▶ EXERCISE
In the data below, the answer is the run of lines from the line containing "Category: hedge" through the line containing "Category: utility pole", both included; print it exactly and nothing else.

===

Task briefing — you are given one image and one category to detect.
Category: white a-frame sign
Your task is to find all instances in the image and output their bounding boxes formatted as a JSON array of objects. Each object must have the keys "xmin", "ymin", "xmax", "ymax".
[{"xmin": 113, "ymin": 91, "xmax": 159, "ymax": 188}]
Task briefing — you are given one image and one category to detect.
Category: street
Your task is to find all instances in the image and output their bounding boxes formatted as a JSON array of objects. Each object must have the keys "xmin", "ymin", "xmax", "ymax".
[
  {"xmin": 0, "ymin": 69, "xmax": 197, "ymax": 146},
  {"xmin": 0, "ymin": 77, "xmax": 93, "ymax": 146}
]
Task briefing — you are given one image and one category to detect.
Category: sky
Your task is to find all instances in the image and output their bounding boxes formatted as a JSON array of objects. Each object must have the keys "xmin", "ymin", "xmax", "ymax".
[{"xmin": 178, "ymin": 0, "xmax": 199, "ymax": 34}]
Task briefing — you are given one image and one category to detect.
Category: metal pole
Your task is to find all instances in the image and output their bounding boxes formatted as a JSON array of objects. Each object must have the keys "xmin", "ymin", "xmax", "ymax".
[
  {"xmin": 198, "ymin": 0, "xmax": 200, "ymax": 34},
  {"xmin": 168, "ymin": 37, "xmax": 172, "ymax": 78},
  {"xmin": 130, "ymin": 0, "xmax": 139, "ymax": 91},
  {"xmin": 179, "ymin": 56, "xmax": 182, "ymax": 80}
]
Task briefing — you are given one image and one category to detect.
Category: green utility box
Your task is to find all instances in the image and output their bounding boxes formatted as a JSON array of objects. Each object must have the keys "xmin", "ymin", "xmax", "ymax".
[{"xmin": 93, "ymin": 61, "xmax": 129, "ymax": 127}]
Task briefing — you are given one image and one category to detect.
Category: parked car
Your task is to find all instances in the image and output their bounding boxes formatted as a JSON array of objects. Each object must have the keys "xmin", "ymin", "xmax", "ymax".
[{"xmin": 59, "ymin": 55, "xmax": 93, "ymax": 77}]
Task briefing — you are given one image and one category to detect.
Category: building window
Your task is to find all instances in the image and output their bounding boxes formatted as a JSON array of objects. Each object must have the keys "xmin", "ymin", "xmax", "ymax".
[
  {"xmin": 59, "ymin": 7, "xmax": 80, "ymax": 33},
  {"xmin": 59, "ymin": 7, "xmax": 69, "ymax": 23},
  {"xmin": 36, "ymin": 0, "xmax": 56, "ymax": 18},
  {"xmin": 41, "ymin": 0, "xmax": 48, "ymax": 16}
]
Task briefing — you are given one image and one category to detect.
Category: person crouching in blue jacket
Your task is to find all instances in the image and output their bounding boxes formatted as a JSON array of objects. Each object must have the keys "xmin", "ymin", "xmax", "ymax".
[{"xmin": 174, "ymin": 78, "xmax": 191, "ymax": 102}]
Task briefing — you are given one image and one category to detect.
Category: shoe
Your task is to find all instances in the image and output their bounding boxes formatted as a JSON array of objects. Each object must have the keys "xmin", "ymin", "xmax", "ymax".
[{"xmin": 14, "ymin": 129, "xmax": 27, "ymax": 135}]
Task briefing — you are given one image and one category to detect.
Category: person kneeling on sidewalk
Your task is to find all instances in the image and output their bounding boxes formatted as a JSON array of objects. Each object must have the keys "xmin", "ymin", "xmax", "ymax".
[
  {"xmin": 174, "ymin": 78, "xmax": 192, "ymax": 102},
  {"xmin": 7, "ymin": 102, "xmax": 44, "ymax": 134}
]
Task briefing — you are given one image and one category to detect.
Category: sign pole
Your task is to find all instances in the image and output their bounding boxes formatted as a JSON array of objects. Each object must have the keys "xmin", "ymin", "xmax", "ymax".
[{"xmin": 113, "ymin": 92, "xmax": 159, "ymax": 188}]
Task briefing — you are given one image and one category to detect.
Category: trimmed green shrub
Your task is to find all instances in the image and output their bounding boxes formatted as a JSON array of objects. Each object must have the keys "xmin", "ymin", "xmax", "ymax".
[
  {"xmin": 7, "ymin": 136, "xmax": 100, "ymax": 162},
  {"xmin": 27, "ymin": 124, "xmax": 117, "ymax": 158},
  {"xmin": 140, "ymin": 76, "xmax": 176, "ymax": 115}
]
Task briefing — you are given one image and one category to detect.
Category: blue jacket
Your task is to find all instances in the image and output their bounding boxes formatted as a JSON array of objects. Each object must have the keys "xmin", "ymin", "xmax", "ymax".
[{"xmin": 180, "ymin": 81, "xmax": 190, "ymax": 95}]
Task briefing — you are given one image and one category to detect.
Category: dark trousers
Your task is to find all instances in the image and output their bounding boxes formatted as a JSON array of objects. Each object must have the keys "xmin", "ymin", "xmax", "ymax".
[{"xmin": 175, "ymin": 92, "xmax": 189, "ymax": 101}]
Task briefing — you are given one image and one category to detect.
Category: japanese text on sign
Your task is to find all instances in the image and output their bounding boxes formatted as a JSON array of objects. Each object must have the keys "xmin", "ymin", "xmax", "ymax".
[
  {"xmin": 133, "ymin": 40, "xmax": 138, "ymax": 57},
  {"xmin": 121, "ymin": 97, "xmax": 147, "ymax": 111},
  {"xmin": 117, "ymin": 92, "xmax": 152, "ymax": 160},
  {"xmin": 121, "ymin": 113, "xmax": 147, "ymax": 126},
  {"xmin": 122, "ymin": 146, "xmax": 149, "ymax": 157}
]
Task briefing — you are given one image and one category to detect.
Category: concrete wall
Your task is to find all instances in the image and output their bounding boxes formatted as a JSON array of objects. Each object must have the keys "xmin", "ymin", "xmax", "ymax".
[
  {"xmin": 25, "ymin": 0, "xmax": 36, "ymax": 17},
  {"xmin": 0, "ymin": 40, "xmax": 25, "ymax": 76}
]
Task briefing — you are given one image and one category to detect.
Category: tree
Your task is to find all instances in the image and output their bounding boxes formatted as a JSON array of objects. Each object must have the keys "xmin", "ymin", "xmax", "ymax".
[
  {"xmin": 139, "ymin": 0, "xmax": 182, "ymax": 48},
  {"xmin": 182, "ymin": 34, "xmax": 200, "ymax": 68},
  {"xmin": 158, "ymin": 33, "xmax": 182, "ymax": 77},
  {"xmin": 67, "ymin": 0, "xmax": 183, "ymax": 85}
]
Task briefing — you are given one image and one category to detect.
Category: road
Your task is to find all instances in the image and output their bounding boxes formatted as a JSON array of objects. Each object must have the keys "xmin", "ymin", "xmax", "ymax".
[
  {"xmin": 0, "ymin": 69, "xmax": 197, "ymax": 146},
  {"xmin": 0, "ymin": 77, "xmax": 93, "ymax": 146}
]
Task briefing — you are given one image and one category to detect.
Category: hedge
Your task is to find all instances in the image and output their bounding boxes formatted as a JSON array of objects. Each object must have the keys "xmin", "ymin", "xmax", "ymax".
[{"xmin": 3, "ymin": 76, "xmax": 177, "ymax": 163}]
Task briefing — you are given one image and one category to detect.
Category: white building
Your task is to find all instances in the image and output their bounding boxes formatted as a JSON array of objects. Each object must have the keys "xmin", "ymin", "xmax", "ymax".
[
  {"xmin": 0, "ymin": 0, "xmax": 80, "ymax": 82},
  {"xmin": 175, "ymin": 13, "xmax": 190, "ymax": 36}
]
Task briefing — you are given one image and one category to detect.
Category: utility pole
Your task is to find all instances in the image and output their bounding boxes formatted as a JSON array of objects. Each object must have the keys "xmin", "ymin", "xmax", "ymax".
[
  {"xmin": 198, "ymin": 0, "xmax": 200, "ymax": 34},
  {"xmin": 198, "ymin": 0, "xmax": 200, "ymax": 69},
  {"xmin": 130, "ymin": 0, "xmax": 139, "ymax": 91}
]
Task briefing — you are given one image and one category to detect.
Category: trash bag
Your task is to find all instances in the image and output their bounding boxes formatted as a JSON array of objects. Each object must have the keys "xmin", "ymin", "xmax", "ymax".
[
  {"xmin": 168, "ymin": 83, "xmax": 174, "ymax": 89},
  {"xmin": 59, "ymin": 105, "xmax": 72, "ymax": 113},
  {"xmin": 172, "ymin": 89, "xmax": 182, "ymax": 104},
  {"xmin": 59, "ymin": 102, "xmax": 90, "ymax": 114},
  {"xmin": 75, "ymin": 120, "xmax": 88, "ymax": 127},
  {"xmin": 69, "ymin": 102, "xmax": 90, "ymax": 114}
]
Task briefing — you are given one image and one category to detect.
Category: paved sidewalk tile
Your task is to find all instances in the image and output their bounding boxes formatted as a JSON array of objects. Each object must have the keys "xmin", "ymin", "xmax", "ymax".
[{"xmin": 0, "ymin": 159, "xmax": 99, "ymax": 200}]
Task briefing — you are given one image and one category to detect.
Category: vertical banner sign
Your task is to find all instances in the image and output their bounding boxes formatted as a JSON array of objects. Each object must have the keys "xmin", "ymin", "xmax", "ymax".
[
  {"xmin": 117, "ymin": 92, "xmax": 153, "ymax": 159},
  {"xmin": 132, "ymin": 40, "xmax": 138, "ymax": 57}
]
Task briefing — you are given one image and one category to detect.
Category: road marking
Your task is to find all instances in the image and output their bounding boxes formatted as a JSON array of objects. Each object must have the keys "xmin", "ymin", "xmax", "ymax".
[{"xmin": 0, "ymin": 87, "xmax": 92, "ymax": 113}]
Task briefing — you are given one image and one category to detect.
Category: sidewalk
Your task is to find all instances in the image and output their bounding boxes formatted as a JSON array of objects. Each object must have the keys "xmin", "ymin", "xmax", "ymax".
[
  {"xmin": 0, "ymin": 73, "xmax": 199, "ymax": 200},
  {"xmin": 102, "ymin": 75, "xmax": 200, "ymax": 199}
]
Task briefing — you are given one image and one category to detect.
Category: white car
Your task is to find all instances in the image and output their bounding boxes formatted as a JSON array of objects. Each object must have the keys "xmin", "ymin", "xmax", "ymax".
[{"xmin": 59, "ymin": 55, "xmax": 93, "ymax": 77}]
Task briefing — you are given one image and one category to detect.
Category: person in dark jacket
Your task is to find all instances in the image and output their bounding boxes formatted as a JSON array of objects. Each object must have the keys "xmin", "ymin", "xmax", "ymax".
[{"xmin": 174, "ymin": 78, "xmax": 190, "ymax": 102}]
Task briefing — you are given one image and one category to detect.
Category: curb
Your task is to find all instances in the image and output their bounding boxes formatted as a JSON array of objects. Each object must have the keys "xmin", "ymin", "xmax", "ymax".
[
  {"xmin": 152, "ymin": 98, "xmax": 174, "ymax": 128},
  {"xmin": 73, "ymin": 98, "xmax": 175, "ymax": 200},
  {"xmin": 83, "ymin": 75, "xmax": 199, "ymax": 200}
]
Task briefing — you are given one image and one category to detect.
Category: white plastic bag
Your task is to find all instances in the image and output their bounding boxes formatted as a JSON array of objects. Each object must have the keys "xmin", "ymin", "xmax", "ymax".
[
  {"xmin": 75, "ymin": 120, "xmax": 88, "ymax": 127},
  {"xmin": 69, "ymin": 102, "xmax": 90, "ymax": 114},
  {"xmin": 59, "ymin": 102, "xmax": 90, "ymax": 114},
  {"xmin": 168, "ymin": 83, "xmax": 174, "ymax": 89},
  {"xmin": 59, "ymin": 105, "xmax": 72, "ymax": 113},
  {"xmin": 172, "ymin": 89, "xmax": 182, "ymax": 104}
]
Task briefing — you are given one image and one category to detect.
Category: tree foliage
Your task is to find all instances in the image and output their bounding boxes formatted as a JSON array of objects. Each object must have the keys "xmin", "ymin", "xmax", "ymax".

===

▶ RESPONSE AREA
Category: hedge
Your task is to find all instances in the image and output their bounding boxes formatted as a JSON array of objects. Each object must have the keys "xmin", "ymin", "xmax", "ymax".
[{"xmin": 3, "ymin": 76, "xmax": 177, "ymax": 163}]
Task briefing — you are given one image and one category to detect.
Category: white building
Your task is to find all instances in the image and output their bounding boxes formatted as a JSON array of objects. Each object must have the keys "xmin", "ymin", "xmax", "ymax".
[
  {"xmin": 0, "ymin": 0, "xmax": 80, "ymax": 82},
  {"xmin": 175, "ymin": 13, "xmax": 190, "ymax": 36}
]
Task briefing — you are given one image and one category to detect.
Category: utility pole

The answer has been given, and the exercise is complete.